- [DATA EXTRACT]
════════════════

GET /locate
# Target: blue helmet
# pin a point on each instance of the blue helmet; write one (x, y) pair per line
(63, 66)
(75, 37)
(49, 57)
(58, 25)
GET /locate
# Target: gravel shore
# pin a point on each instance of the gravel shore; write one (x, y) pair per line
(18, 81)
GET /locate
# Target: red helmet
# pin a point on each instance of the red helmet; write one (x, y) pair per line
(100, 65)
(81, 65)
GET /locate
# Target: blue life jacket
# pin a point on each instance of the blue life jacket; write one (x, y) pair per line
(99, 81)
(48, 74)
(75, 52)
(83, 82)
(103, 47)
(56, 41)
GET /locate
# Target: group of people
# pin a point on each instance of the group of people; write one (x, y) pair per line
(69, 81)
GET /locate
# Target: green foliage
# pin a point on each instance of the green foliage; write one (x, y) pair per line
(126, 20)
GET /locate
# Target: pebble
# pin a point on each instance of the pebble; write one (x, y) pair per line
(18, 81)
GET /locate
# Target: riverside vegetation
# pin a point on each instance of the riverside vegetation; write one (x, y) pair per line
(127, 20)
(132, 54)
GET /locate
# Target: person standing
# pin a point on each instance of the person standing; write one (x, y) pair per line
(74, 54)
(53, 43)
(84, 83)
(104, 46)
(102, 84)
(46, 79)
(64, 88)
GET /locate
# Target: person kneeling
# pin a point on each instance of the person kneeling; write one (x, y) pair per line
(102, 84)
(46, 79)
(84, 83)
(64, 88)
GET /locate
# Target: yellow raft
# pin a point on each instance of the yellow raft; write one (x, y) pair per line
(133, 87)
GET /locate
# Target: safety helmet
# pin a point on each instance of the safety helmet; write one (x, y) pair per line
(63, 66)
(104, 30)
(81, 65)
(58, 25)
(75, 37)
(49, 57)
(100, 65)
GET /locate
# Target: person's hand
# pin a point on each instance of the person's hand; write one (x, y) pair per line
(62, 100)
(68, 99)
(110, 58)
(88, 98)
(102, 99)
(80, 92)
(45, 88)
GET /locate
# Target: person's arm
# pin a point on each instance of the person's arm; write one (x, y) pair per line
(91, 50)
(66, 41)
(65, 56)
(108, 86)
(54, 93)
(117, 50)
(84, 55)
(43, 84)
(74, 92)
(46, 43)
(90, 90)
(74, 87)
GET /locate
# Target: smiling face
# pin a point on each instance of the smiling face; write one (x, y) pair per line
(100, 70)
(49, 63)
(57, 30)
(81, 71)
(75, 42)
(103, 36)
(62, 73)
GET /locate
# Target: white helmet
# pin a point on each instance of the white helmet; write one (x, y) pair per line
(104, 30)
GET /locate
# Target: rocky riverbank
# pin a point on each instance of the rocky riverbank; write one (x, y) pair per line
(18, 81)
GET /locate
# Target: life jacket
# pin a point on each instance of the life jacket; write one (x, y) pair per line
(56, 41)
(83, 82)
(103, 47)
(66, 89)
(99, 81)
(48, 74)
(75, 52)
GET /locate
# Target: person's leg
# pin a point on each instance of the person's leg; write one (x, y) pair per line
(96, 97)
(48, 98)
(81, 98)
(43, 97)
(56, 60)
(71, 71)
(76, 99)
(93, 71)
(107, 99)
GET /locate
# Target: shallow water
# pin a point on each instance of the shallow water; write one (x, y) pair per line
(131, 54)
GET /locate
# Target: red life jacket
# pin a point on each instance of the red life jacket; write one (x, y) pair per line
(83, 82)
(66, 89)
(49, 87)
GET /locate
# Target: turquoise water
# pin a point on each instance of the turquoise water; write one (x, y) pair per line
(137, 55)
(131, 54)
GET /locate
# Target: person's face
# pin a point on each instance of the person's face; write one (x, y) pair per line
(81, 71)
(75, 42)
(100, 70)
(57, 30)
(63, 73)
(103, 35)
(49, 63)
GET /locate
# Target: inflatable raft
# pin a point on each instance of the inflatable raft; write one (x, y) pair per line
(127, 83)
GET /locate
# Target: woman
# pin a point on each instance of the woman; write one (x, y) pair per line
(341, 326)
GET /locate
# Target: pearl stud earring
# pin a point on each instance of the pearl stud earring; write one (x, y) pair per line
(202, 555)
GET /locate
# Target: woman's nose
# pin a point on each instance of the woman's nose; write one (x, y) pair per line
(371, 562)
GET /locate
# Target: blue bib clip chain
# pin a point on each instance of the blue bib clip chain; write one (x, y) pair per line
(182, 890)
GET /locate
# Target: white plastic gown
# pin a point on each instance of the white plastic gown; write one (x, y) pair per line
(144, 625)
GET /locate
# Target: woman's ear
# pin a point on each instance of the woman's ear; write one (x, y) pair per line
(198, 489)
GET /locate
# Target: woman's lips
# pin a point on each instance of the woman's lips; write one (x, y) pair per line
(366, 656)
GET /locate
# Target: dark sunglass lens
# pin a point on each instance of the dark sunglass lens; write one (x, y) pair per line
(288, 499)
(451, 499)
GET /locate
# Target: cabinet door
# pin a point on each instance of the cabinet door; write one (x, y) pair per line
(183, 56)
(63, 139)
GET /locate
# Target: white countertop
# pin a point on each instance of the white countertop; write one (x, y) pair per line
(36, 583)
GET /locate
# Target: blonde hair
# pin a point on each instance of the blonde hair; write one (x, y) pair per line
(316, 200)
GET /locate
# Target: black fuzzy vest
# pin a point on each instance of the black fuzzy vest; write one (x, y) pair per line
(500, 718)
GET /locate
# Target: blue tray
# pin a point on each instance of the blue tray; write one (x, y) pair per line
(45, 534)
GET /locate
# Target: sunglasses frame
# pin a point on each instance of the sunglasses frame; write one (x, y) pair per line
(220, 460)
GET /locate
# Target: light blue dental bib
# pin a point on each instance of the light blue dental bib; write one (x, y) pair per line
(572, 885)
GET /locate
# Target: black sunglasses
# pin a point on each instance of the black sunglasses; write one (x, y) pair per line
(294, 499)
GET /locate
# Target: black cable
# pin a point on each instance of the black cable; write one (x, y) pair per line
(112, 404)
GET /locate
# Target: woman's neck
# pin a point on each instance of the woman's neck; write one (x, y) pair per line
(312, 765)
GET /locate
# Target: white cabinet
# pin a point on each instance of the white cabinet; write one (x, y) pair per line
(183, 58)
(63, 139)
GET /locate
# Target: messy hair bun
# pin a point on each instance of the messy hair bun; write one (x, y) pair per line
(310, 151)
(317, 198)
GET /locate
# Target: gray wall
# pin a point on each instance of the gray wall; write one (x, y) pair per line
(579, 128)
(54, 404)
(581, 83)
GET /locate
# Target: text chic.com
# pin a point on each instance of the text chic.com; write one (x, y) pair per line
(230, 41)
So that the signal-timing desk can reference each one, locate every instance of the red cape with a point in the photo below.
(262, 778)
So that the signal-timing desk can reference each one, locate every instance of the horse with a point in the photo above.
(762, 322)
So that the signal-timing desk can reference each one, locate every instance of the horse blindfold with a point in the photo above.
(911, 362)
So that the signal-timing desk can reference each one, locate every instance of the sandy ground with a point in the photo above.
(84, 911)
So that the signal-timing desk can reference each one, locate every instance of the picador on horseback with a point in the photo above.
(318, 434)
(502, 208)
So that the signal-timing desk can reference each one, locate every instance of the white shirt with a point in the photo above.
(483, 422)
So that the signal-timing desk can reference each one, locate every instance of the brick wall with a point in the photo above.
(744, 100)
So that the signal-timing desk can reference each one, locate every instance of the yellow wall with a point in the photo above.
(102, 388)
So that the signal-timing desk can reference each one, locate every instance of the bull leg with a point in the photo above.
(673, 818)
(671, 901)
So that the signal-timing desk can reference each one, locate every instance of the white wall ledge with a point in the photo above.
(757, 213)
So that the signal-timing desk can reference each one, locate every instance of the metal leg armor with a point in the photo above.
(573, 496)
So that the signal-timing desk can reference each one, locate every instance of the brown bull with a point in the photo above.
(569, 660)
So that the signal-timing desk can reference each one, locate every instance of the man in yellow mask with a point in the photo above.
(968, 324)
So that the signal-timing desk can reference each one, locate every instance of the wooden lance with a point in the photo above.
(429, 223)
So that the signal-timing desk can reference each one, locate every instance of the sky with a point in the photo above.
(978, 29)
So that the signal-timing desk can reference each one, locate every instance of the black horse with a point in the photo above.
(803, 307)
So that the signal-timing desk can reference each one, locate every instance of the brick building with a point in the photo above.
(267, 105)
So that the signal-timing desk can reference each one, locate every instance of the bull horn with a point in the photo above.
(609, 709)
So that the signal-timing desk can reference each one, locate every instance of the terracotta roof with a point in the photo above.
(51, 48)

════════════════

- [TO DO] Please, from the material above, copy only the lines from the line with "# Target: person kneeling" up to and including the line with "# Target: smiling face", exactly as written.

- [RESULT]
# Target: person kneeling
# pin a point on each instance of the person kneeling; write one (x, y) pair per line
(102, 84)
(46, 79)
(84, 83)
(64, 88)
GET /locate
# Target: yellow raft
# pin a point on each instance of the yellow raft; write one (x, y) pair per line
(133, 87)
GET /locate
# Target: safety helmet
# pin a point on each instance of the safety helmet; write one (x, y) pair per line
(63, 66)
(104, 30)
(81, 65)
(58, 25)
(75, 37)
(49, 57)
(100, 65)
GET /locate
# Target: person's hand
# pin a point on each instance of the person's hand; write one (x, y) pair per line
(62, 100)
(68, 99)
(110, 58)
(88, 98)
(102, 99)
(80, 92)
(45, 88)
GET /locate
# Target: person's arm
# pin a point on each instance of the person's arm; write one (x, y) pair per line
(91, 50)
(66, 41)
(65, 56)
(108, 86)
(54, 93)
(117, 50)
(84, 55)
(43, 84)
(74, 92)
(46, 43)
(90, 90)
(74, 87)
GET /locate
# Target: smiling face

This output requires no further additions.